Stated task a: Locate each line in the records that contains the word "water" and copy those lines.

Passage to read:
+ + + +
Convert rtf to html

Does anyone have some code to convert rtf to html? Don’t want to reinvent the wheel. I don’t need a full parser, just some colours and styles. textutil on the Mac does the conversion I need. But the CSS differs from execution to execution.

Did you try NSAttributedStringMBS class?

Thanks, NSAttributedStringMBS works almost.

this was on the -RIP- realsoftware forum …

' converts an rtf formatted Text To a pure html String.
' from http://forums.realsoftware.com/viewtopic.php?f=6&t=39729

Dim st As new StyledText
if st<>nil Then
  if IsRTFText( aRTFvalue) Then
    st.RTFData = aRTFvalue
  Else
    st.Text = aRTFvalue
  End If
  
  Dim Result As Boolean
  Dim Count, I As Integer
  Dim AllPiecesOfPage, PieceOfPage As String
  Dim Piece, Temp, WholeWebPage As String
  Dim SR As StyleRun
  
  Count = st.StyleRunCount
  AllPiecesOfPage = ""
  
  For I = 0 To Count - 1
    
    SR = st.StyleRun( I )
    PieceOfPage = SR.Text
    
    If SR.Bold = True Then
      PieceOfPage = "<b>" + PieceOfPage + "</b>"
    End If
    
    If SR.Italic = True Then
      PieceOfPage = "<i>" + PieceOfPage + "</i>"
    End If
    
    If SR.Underline = True Then
      PieceOfPage = "<u>" + PieceOfPage + "</u>"
    End If
    
    PieceOfPage = ReplaceAll (PieceOfPage, kLineFeed+kLineFeed, "<p>" )
    
    PieceOfPage = ReplaceAll (PieceOfPage, kLineFeed, "<br />" )
    
    Piece = "<span style=" + kGuillemet + "font-family: " + SR.Font
    Piece.AppendText ";  font-size: " + Str ( SR.Size) + "pt; color: " + Mid ( Str ( SR.TextColor ), 3 ) 
    Piece.AppendText ";" + kGuillemet + ">" + PieceOfPage + "</span>"
    
    AllPiecesOfPage =  AllPiecesOfPage + Piece
    
  Next I
  
  WholeWebPage = "<html>" + EndOfLine +  "<body style=""font-size: 30pt;"">"
+ + + +
Stated task b: Condense the paragraph in the RTF-to-HTML thread that begins "Does anyone have some code" into a short bulleted list of its main points.

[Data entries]
+ + + +
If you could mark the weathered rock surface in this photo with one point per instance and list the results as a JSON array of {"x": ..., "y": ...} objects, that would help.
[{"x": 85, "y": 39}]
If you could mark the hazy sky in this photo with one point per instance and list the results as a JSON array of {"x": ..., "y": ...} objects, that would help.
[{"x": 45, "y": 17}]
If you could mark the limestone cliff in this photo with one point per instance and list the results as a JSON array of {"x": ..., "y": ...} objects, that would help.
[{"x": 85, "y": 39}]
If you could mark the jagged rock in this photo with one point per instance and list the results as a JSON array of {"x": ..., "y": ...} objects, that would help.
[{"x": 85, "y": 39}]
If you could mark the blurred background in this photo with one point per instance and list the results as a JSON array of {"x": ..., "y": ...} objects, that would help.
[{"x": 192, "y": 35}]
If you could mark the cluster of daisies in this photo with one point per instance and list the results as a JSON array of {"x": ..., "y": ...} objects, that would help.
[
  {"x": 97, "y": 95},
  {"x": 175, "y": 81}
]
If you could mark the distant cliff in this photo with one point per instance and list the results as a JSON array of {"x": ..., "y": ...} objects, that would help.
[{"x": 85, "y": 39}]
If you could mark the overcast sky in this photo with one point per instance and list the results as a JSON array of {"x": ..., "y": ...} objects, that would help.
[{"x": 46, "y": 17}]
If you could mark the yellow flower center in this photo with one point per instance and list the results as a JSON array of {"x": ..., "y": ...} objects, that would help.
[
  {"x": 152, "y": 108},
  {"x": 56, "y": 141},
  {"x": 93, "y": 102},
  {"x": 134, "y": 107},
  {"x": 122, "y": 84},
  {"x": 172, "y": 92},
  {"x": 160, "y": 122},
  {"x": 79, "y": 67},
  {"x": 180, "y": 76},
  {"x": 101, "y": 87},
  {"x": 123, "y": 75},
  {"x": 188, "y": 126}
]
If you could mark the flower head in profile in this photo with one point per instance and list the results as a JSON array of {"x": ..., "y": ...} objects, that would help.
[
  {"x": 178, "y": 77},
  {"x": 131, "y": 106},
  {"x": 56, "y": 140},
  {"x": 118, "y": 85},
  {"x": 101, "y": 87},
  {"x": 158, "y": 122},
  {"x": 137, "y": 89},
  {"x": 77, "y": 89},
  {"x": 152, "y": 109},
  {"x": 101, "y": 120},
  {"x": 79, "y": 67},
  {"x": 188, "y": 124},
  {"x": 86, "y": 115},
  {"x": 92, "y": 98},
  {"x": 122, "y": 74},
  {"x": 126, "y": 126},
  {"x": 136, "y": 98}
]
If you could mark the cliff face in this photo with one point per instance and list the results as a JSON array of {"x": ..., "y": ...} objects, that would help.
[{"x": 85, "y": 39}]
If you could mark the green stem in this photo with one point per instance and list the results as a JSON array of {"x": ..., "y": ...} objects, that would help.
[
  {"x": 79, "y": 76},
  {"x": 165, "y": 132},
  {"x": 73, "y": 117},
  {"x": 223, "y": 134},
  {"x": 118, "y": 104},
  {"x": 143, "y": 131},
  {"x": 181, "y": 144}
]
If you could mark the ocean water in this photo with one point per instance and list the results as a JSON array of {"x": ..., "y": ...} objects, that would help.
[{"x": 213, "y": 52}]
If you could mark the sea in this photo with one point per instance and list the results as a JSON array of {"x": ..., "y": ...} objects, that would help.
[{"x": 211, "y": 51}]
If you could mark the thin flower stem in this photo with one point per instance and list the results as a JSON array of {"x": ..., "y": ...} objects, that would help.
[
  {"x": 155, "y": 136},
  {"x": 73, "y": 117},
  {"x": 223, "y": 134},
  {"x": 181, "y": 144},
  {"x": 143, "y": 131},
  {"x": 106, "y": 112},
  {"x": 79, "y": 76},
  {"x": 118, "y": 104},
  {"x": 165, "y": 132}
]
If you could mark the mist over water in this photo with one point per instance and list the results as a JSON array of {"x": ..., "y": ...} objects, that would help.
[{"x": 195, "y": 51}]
+ + + +
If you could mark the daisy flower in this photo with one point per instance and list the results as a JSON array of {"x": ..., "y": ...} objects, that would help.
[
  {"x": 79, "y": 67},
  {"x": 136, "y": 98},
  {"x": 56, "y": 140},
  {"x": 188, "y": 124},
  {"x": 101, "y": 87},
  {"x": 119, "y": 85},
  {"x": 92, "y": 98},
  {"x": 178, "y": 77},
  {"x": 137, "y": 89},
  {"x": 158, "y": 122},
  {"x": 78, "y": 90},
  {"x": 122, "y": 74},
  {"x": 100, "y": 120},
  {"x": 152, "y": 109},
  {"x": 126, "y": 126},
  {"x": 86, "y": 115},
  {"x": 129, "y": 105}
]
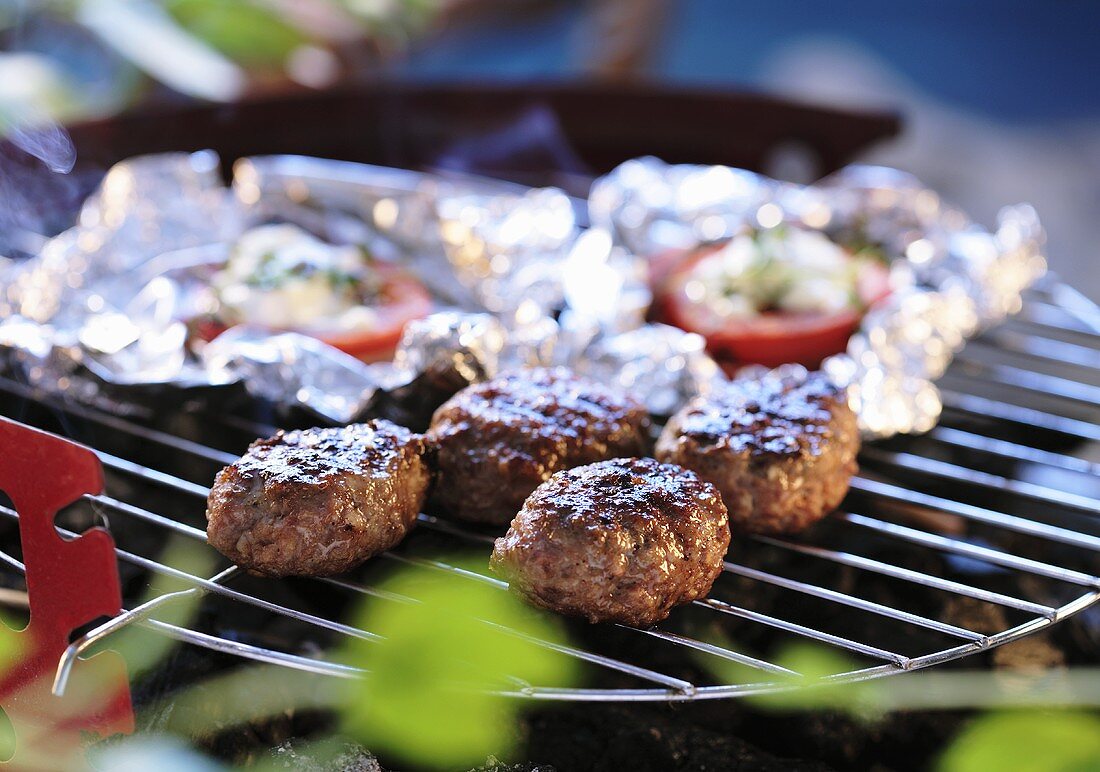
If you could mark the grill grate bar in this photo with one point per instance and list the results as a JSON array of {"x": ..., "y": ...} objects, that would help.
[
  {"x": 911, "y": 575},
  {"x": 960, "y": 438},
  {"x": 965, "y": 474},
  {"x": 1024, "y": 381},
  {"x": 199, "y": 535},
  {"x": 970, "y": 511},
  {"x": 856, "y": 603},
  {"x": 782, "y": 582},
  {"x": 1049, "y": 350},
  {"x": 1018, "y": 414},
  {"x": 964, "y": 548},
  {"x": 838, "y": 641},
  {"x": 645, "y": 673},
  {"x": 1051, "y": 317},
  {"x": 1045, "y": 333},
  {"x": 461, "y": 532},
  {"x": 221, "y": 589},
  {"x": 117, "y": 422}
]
+ + + +
Task solution a:
If you could mark the ocean water in this photo with one point per instance and list the results as a JSON array of {"x": ..., "y": ...} objects, that would help.
If you could mark the mist over water in this photo with one point per instance and list the results as a JSON array of {"x": ..., "y": ...} objects, that would help.

Task solution b:
- Asks for existing code to convert RTF to HTML, to avoid reinventing the wheel.
- Needs only colors and styles, not a full parser.
- textutil on the Mac does the needed conversion, but its CSS differs from one run to the next.